• Teks Bacaan:
• Selasa, 01 Juli 2025

Tiga Pengamat Unila dan UBL Desak APH Usut Pemotongan Dana TPS di Lambar

Rabu, 21 Februari 2024 - 15.07 WIB
1.5k

Foto: Ist.

Kupastuntas.co, Bandar Lampung - Tiga Pengamat Hukum dari Universitas Lampung dan Universitas Bandar Lampung meminta Komisi Pemilihan Umum (KPU) Lampung Barat dan Aparat Penegak Hukum (APH) mengusut dugaan pemotongan biaya operasional Tempat Pemungutan Suara (TPS) yang dilakukan Panitia Pemungutan Suara (PPS) Kelurahan Way Mengaku, Kecamatan Balik Bukit, Lampung Barat.

Hal itu disampaikan oleh Pengamat Hukum Universitas Lampung (Unila), Yusdianto saat di hubungi Kupastuntas.co, ia mengatakan, bahwa apapun pungutan tanpa ada ketentuannya merupakan perbuatan yang melanggar hukum.

"Sehingga pungutan yang tidak ada sandaran hukumnya tidak ada regulasinya, masuk ke dalam wilayah pelanggaran hukum salah satunya adalah pungli (Pungutan liar)," kata Yusdianto saat dimintai tanggapan melalui Whatsapp, Rabu (21/02/2024).

Yusdianto berharap, kepada pihak penyelenggara (KPU) untuk dapat menelusuri terkait dugaan pemotongan yang tidak ada ketentuan tersebut.

"Perlu kita dorong juga supaya dalam hal ini koordinator divisi yang bersangkutan dapat menindaklanjuti informasi yang beredar dan mengambil tindakan sesuai ketentuan yang ada," ujarnya.

• Data Mentah:

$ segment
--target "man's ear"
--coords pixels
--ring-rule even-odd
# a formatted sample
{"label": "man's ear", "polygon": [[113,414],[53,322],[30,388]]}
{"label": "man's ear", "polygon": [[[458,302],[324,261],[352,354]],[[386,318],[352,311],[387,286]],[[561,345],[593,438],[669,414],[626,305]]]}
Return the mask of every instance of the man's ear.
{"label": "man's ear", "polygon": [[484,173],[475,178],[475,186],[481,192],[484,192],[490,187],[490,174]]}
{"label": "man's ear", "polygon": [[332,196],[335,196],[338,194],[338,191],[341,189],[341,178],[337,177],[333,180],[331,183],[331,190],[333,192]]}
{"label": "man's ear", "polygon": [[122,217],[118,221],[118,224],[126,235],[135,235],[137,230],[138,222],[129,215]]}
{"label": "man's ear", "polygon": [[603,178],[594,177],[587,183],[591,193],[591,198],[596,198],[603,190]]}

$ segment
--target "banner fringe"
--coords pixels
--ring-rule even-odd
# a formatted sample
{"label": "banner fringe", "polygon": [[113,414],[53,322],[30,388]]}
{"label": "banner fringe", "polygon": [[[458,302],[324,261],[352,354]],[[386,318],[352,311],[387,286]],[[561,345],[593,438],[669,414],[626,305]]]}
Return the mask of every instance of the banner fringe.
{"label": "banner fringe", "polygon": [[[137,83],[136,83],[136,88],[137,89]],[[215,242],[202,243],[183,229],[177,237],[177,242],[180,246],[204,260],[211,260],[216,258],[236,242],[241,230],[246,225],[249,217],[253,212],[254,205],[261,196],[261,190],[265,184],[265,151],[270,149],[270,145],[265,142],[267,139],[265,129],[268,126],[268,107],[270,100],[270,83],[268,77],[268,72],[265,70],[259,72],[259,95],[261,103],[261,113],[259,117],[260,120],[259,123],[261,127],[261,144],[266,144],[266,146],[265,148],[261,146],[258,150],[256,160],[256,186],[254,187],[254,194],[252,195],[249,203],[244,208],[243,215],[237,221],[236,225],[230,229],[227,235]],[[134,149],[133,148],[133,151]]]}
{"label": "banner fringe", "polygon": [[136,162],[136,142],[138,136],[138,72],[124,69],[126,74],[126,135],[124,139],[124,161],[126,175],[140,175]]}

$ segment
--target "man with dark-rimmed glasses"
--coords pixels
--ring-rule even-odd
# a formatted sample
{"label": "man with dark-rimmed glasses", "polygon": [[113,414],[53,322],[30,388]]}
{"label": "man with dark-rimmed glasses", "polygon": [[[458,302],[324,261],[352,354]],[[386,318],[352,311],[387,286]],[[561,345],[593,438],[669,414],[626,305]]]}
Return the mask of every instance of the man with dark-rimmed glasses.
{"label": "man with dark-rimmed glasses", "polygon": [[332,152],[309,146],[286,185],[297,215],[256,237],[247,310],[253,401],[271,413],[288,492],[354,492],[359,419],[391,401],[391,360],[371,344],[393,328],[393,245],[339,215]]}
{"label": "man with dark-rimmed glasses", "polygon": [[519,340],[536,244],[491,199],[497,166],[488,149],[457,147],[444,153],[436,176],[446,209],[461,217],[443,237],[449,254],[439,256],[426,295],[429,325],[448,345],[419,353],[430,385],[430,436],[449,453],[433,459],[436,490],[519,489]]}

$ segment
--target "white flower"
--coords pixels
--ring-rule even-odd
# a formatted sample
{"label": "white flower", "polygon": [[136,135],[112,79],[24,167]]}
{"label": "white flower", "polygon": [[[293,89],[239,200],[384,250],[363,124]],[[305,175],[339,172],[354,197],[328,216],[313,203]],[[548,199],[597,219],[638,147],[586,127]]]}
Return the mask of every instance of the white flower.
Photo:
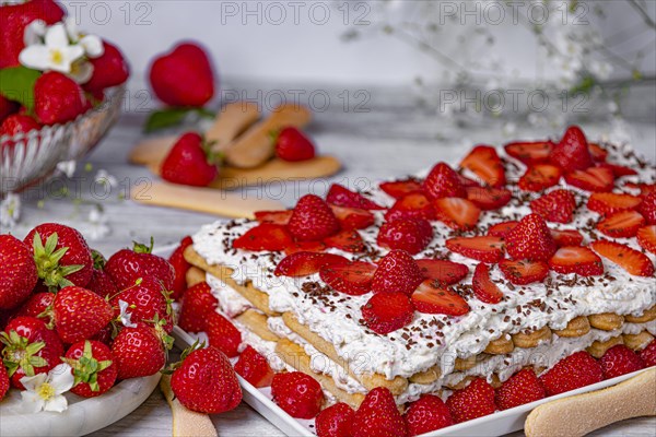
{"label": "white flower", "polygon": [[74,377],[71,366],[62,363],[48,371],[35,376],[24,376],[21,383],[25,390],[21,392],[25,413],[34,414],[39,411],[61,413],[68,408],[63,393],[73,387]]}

• Tugas Pengerjaan:
a) Tuliskan kembali bagian teks bacaan tentang pemotongan dana TPS, mulai dari "Rabu, 21 Februari" dan berakhir pada "Bukit, Lampung Barat.".
b) Jawablah pertanyaan berikut berdasarkan teks bacaan tentang pemotongan dana TPS.
(i) Pengamat hukum dari universitas mana saja yang meminta KPU Lampung Barat dan APH mengusut dugaan pemotongan tersebut?
(ii) Di kelurahan dan kecamatan mana PPS yang diduga melakukan pemotongan biaya operasional TPS itu berada?
(iii) Melalui sarana apa Yusdianto dimintai tanggapan?

• Hasil Latihan:
a)
Rabu, 21 Februari 2024 - 15.07 WIB
1.5k

Foto: Ist.

Kupastuntas.co, Bandar Lampung - Tiga Pengamat Hukum dari Universitas Lampung dan Universitas Bandar Lampung meminta Komisi Pemilihan Umum (KPU) Lampung Barat dan Aparat Penegak Hukum (APH) mengusut dugaan pemotongan biaya operasional Tempat Pemungutan Suara (TPS) yang dilakukan Panitia Pemungutan Suara (PPS) Kelurahan Way Mengaku, Kecamatan Balik Bukit, Lampung Barat.

b)
(i) Universitas Lampung dan Universitas Bandar Lampung.
(ii) Kelurahan Way Mengaku, Kecamatan Balik Bukit, Lampung Barat.
(iii) Melalui WhatsApp.